• What the task asks
Search the entries below for the line containing "person with a single marker."; from there to the end, return every line exactly and add nothing.

• Task material
━━━━━━━━━━━━━━━━━━━━━━━━━━━━━━

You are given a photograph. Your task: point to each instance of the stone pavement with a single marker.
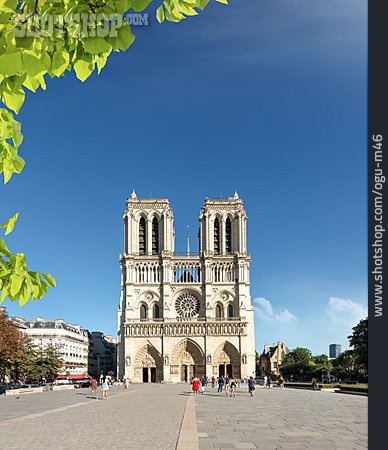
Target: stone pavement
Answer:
(282, 419)
(162, 416)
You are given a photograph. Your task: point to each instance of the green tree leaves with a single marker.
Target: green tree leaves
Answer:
(10, 140)
(359, 341)
(10, 224)
(45, 38)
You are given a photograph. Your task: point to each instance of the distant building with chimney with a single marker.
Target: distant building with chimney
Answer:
(271, 358)
(334, 350)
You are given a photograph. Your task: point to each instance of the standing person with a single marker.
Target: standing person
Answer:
(251, 386)
(104, 389)
(233, 385)
(220, 384)
(93, 387)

━━━━━━━━━━━━━━━━━━━━━━━━━━━━━━

• Result below
You are given a photograph. Your task: point to each instance of the standing person with a single marker.
Target: standing person
Answer:
(251, 386)
(104, 389)
(233, 385)
(220, 384)
(93, 387)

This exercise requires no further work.